Data under study START
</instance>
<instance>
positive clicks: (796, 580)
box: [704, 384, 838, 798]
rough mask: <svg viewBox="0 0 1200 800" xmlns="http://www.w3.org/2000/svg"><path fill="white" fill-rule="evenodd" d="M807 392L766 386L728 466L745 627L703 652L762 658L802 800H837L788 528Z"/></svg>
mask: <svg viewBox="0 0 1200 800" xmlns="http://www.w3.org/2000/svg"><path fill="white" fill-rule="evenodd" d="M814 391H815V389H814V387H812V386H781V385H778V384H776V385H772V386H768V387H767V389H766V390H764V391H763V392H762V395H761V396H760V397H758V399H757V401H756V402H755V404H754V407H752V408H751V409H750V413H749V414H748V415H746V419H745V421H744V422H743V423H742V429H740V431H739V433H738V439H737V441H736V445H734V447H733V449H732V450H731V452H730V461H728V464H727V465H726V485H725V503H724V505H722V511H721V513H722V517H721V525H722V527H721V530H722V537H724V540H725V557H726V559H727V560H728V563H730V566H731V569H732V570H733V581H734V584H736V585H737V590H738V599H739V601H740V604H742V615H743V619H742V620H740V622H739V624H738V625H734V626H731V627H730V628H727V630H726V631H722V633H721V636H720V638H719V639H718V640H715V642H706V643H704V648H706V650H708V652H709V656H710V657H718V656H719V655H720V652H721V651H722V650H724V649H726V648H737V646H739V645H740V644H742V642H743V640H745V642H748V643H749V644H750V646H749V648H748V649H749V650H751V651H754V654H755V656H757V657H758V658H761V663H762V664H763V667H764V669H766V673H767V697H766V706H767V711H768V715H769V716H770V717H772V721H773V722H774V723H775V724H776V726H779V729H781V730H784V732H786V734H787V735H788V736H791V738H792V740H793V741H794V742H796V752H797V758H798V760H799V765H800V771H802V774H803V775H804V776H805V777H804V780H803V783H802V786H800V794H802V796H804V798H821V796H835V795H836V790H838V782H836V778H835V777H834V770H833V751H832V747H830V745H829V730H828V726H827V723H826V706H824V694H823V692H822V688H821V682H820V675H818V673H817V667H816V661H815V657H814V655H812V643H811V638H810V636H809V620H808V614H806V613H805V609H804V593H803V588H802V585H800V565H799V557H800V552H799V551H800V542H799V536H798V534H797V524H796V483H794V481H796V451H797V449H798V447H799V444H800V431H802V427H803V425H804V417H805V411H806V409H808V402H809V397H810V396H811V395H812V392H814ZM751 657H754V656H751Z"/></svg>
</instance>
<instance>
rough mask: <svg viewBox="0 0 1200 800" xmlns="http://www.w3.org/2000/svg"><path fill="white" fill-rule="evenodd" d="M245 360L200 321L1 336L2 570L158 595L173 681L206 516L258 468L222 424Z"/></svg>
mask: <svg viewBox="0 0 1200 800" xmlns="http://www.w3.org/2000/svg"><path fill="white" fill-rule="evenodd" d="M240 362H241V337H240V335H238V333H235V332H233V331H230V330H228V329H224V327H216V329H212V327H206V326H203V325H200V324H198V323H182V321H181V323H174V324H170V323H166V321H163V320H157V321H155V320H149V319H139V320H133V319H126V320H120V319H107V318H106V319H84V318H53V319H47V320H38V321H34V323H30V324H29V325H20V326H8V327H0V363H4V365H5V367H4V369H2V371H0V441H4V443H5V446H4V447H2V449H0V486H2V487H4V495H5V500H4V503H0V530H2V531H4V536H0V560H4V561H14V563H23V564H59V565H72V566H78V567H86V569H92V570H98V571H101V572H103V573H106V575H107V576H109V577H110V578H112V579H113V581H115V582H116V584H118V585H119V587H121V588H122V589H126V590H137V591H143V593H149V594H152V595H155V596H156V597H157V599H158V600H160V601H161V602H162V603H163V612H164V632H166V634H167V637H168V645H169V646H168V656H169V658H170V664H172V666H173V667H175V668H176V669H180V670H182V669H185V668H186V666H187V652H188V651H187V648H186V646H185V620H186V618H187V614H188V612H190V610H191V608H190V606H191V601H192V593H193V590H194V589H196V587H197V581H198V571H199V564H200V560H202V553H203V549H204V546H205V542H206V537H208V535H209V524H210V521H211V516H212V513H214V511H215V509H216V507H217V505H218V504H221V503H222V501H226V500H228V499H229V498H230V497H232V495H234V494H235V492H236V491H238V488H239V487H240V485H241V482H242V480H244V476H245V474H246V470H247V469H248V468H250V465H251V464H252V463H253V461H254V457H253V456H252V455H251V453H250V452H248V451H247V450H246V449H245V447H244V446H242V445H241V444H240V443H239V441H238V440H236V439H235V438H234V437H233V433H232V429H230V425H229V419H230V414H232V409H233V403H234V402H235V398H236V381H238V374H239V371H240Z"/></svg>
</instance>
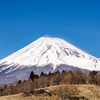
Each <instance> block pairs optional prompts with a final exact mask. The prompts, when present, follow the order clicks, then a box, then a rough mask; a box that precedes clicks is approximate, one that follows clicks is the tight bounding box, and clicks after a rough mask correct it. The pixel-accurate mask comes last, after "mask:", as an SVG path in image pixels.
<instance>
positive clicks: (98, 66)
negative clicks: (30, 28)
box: [0, 37, 100, 83]
mask: <svg viewBox="0 0 100 100" xmlns="http://www.w3.org/2000/svg"><path fill="white" fill-rule="evenodd" d="M99 66H100V59H97V58H96V57H93V56H91V55H89V54H87V53H85V52H84V51H82V50H80V49H78V48H77V47H75V46H73V45H72V44H70V43H68V42H66V41H65V40H63V39H60V38H51V37H41V38H39V39H37V40H36V41H34V42H32V43H30V44H29V45H27V46H26V47H24V48H22V49H20V50H18V51H17V52H15V53H13V54H11V55H9V56H8V57H6V58H4V59H2V60H0V75H2V79H1V80H2V83H3V82H7V80H5V81H4V78H3V77H5V75H7V76H6V78H7V79H8V80H9V78H10V79H11V77H12V80H13V78H14V77H17V79H23V76H25V77H27V78H28V76H29V73H30V71H32V70H33V71H34V72H35V73H36V74H40V73H41V71H44V72H46V73H49V72H53V71H55V70H60V71H61V70H63V69H65V70H69V69H72V68H74V67H78V68H82V69H87V70H99V71H100V67H99ZM23 71H24V72H25V73H23V74H22V72H23ZM15 73H16V74H15ZM20 73H21V74H20ZM16 75H18V76H16ZM8 76H10V77H8Z"/></svg>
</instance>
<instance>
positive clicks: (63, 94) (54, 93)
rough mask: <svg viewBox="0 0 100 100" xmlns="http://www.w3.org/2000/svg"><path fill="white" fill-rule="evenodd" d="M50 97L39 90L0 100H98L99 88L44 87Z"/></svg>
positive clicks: (1, 97) (62, 86) (87, 87)
mask: <svg viewBox="0 0 100 100" xmlns="http://www.w3.org/2000/svg"><path fill="white" fill-rule="evenodd" d="M46 88H47V89H48V90H49V91H50V92H51V94H52V95H51V96H50V95H48V94H46V93H44V92H41V88H39V89H35V90H34V93H33V91H27V92H26V95H23V94H24V93H20V94H16V95H8V96H1V97H0V100H100V86H97V85H89V84H88V85H56V86H50V87H46Z"/></svg>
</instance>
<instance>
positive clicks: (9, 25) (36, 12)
mask: <svg viewBox="0 0 100 100" xmlns="http://www.w3.org/2000/svg"><path fill="white" fill-rule="evenodd" d="M42 36H50V37H59V38H63V39H65V40H66V41H67V42H69V43H71V44H73V45H75V46H76V47H78V48H80V49H82V50H83V51H85V52H87V53H89V54H91V55H93V56H95V57H98V58H100V0H0V59H3V58H4V57H6V56H8V55H10V54H12V53H13V52H16V51H17V50H19V49H21V48H23V47H25V46H26V45H28V44H29V43H31V42H33V41H35V40H36V39H38V38H40V37H42Z"/></svg>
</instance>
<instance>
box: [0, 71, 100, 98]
mask: <svg viewBox="0 0 100 100" xmlns="http://www.w3.org/2000/svg"><path fill="white" fill-rule="evenodd" d="M62 84H65V85H66V84H67V85H68V84H77V85H79V84H95V85H98V86H99V85H100V73H99V72H96V71H92V72H83V71H82V70H80V69H77V70H70V71H64V70H63V71H62V72H61V73H60V72H59V71H57V72H55V73H49V74H46V73H43V72H41V74H40V76H38V75H35V74H34V72H33V71H32V72H31V73H30V76H29V79H28V80H27V81H26V80H24V81H23V82H22V81H21V80H19V81H18V82H17V83H16V84H10V85H8V86H7V85H4V86H1V88H2V89H3V91H2V92H0V96H4V95H12V94H18V93H22V92H25V91H33V90H35V89H37V88H42V87H49V86H55V85H62ZM66 90H67V91H66ZM56 91H58V94H59V96H60V97H64V95H66V94H64V92H65V93H67V94H68V93H69V94H70V92H68V91H71V92H72V91H73V90H72V89H68V87H66V88H64V89H63V88H60V89H59V90H56ZM56 91H55V93H56ZM61 91H62V92H63V96H61V95H60V94H62V93H61ZM76 91H77V89H76ZM73 94H74V92H73V93H72V94H71V95H73ZM74 95H76V94H74ZM67 96H68V95H67ZM29 100H31V99H29ZM57 100H58V99H57ZM63 100H64V99H63ZM84 100H85V99H84ZM96 100H97V99H96Z"/></svg>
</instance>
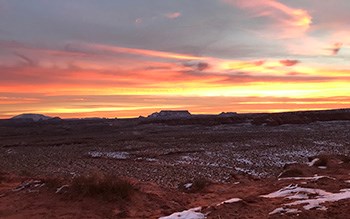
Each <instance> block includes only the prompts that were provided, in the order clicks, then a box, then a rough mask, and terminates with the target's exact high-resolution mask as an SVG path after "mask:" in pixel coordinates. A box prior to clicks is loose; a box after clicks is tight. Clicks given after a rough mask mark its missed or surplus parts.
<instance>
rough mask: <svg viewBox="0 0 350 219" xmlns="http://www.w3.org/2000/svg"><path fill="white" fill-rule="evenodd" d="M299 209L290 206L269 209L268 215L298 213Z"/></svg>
mask: <svg viewBox="0 0 350 219" xmlns="http://www.w3.org/2000/svg"><path fill="white" fill-rule="evenodd" d="M299 212H300V211H299V210H298V209H291V208H284V207H282V208H276V209H275V210H273V211H271V212H270V213H269V215H272V214H296V213H299Z"/></svg>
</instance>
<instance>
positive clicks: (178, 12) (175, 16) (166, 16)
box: [165, 12, 182, 19]
mask: <svg viewBox="0 0 350 219" xmlns="http://www.w3.org/2000/svg"><path fill="white" fill-rule="evenodd" d="M181 15H182V14H181V13H180V12H171V13H167V14H165V17H167V18H169V19H176V18H178V17H180V16H181Z"/></svg>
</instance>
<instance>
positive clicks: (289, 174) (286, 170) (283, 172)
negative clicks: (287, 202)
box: [278, 168, 304, 178]
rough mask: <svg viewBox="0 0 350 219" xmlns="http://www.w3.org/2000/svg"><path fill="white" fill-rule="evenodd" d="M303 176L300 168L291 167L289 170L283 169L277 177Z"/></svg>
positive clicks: (278, 177)
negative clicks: (284, 169) (283, 170)
mask: <svg viewBox="0 0 350 219" xmlns="http://www.w3.org/2000/svg"><path fill="white" fill-rule="evenodd" d="M299 176H304V173H303V171H302V170H300V169H298V168H291V169H289V170H285V171H283V172H282V173H281V174H280V175H279V176H278V178H286V177H299Z"/></svg>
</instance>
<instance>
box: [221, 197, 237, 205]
mask: <svg viewBox="0 0 350 219" xmlns="http://www.w3.org/2000/svg"><path fill="white" fill-rule="evenodd" d="M240 201H242V199H240V198H231V199H228V200H226V201H223V202H221V203H219V204H217V205H216V206H220V205H224V204H231V203H235V202H240Z"/></svg>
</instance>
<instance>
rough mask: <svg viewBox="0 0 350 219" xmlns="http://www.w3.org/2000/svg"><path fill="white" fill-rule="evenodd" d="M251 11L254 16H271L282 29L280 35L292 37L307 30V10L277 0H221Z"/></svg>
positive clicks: (261, 16) (310, 19)
mask: <svg viewBox="0 0 350 219" xmlns="http://www.w3.org/2000/svg"><path fill="white" fill-rule="evenodd" d="M222 1H223V2H225V3H228V4H231V5H234V6H236V7H239V8H241V9H244V10H248V11H250V12H252V13H253V16H254V17H269V18H272V19H273V20H274V21H275V23H276V24H277V27H275V28H274V30H275V31H278V29H277V28H279V29H281V30H282V34H283V35H282V37H284V38H293V37H298V36H301V35H303V34H304V33H305V32H306V31H307V30H309V28H310V26H311V23H312V16H311V15H310V14H309V12H308V11H306V10H304V9H300V8H293V7H290V6H287V5H285V4H283V3H281V2H279V1H277V0H266V1H262V0H222Z"/></svg>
Data under study END
(Task to complete):
Retype, in the same exact form, the lines of the material above from the line holding "box: [221, 197, 237, 205]" through the line holding "11L254 16H271L282 29L280".

(Written answer):
box: [221, 197, 237, 205]
mask: <svg viewBox="0 0 350 219" xmlns="http://www.w3.org/2000/svg"><path fill="white" fill-rule="evenodd" d="M240 201H242V199H240V198H231V199H228V200H226V201H223V202H221V203H219V204H217V205H216V206H220V205H224V204H231V203H235V202H240Z"/></svg>
</instance>
<instance>
rough mask: <svg viewBox="0 0 350 219" xmlns="http://www.w3.org/2000/svg"><path fill="white" fill-rule="evenodd" d="M251 11L254 16H271L282 29L280 35L292 37L307 30V10L277 0H221Z"/></svg>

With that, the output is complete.